Required action.
Beneath this instruction is a listing; print exactly the lines in it starting at the line that contains "Pick out the wooden plank." and going through the line that contains "Pick out the white polka".

↓

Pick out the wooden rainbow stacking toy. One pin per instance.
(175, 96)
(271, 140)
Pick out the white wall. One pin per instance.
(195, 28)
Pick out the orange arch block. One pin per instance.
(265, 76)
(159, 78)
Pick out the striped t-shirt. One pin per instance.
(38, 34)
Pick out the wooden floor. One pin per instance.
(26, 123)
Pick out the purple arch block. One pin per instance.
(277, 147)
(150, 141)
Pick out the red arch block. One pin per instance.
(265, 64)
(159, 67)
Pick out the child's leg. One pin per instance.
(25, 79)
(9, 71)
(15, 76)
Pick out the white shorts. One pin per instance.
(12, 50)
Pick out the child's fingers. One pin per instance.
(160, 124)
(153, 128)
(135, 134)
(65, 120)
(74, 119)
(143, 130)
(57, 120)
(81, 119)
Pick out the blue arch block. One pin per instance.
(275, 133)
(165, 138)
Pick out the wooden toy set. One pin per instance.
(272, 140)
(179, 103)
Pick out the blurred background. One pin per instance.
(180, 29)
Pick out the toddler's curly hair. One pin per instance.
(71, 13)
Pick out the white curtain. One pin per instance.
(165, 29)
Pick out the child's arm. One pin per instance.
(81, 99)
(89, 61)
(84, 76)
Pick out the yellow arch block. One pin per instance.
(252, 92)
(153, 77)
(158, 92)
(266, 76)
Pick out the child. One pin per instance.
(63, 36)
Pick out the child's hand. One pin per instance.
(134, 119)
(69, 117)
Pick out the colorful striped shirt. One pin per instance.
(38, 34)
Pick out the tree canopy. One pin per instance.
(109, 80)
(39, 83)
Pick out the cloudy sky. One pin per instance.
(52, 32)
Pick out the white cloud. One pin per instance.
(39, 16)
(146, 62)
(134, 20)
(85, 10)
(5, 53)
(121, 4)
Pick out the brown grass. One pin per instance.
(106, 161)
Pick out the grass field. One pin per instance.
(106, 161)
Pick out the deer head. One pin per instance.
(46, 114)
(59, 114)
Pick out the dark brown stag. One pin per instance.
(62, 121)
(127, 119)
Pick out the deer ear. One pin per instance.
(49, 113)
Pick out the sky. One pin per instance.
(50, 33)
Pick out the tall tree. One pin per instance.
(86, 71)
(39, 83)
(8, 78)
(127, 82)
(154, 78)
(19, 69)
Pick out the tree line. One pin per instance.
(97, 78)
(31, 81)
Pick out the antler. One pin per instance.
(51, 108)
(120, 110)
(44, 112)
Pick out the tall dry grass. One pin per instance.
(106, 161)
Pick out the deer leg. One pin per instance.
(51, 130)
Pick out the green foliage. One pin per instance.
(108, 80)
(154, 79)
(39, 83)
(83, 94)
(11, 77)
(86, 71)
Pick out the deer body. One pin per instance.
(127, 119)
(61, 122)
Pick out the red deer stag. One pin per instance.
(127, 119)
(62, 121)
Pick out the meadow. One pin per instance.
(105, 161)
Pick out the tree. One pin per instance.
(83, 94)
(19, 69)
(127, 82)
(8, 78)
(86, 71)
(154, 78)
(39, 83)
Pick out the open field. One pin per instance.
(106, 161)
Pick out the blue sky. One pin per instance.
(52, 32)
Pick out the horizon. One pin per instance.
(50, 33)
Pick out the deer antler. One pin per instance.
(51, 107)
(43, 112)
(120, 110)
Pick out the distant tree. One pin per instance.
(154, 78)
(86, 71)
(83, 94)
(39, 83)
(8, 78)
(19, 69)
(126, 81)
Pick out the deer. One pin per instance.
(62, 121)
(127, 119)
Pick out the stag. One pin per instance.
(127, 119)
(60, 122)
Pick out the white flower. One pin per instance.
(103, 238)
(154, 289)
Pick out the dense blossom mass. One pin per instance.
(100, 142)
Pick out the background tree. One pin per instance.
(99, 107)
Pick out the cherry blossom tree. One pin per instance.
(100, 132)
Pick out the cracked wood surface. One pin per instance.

↑
↓

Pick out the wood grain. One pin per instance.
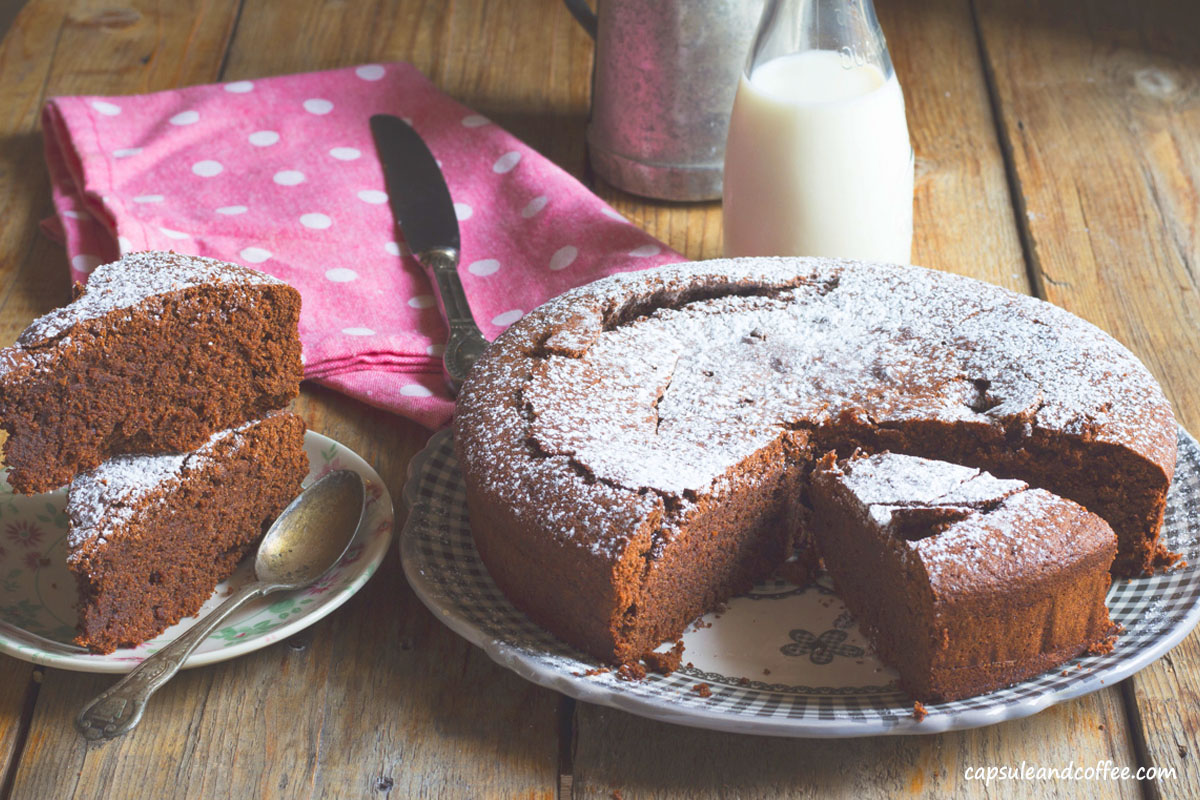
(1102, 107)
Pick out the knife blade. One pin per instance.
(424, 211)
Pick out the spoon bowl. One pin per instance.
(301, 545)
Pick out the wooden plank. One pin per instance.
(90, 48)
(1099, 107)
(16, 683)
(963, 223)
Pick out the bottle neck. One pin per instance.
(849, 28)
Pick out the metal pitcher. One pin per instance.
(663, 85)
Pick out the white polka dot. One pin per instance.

↑
↓

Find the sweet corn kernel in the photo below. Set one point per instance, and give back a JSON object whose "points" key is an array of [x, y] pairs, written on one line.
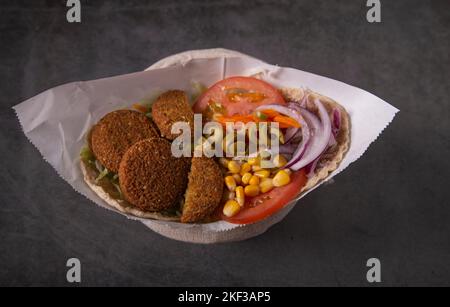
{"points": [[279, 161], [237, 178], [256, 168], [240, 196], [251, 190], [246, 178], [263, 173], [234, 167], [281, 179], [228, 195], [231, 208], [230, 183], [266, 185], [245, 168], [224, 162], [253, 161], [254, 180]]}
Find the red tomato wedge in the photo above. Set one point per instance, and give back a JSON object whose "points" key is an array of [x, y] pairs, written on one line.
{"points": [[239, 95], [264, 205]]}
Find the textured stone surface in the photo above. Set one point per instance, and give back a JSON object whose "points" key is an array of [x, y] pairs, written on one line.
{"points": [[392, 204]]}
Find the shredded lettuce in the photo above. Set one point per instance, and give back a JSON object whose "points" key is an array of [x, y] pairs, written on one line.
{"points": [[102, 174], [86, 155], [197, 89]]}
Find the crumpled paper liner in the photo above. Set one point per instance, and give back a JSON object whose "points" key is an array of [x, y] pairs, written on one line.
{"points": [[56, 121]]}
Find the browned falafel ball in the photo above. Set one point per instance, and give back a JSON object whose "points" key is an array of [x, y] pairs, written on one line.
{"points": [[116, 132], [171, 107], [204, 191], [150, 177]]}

↑

Response box.
Pick out the wooden plank. One pin per instance.
(90, 48)
(1099, 107)
(16, 683)
(963, 223)
Pick out the bottle neck. One pin per instance.
(849, 28)
Pick out the metal pitcher. One pin per instance.
(663, 85)
Pick out the white polka dot. One pin per instance.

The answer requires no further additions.